(Point annotation rows)
■ ■ ■ ■ ■ ■ ■

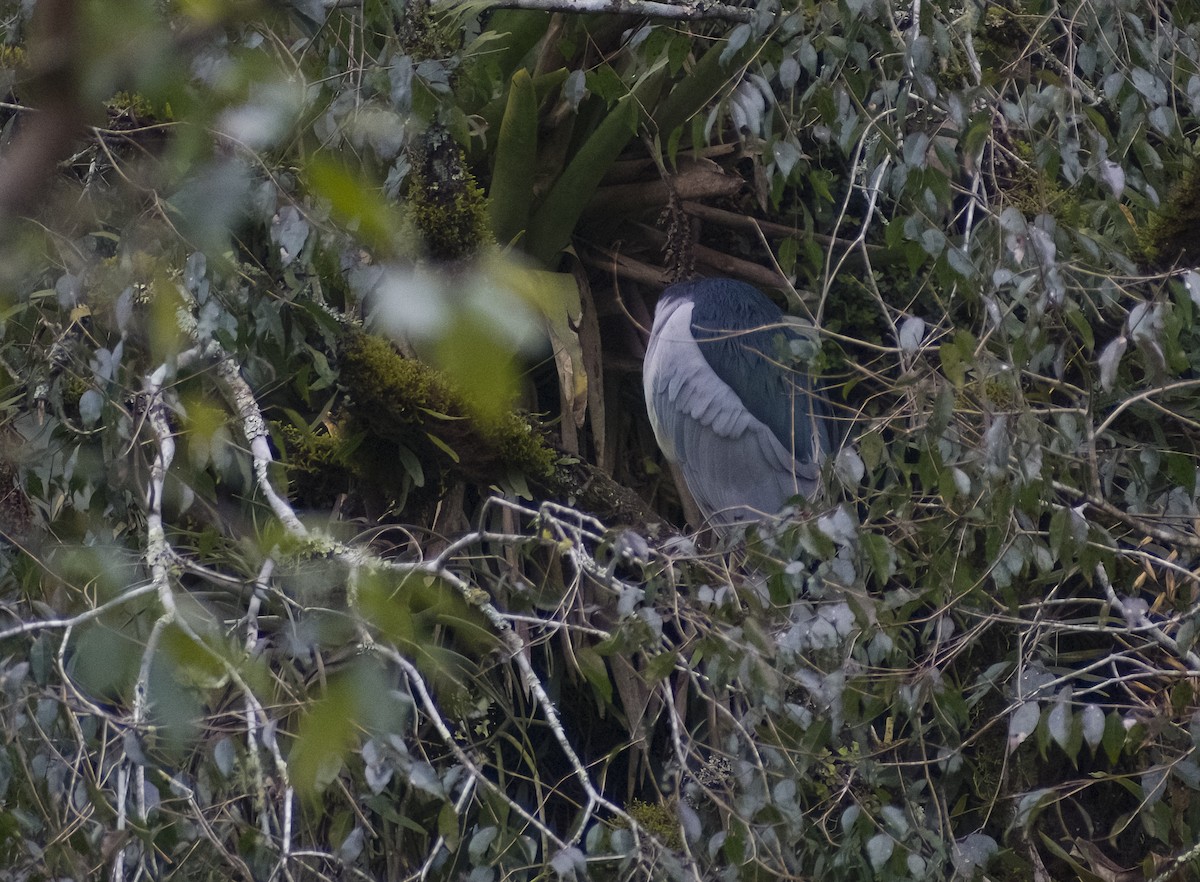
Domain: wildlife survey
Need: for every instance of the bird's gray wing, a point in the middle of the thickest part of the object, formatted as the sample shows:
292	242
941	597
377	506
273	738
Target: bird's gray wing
735	465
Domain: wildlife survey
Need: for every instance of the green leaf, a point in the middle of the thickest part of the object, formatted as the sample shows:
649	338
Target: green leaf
354	202
553	222
699	87
516	151
594	669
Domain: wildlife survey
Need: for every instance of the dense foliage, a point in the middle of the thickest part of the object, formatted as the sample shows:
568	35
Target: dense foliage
335	539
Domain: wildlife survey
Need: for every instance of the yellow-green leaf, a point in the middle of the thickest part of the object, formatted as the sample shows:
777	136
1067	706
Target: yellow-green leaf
516	154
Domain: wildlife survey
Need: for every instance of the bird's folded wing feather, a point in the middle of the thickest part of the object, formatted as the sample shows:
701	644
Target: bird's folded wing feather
733	461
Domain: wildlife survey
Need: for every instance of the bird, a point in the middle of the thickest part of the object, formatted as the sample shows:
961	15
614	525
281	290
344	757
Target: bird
726	405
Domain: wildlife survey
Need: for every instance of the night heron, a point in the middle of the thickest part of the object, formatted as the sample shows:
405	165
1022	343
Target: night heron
729	405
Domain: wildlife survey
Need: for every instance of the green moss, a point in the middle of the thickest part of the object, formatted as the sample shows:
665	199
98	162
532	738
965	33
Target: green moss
12	58
321	466
1170	235
445	204
132	103
1032	191
659	820
409	402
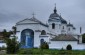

■ ■ ■ ■ ■ ■ ■

» **The problem**:
Locate each line in the rows above that contains the string "yellow", and copy those lines.

» **Solution to this task**:
Need: for every instance of the yellow-green leaf, a point in the middle of the thickest part of the object, formatted as the sample shows:
Target: yellow-green leaf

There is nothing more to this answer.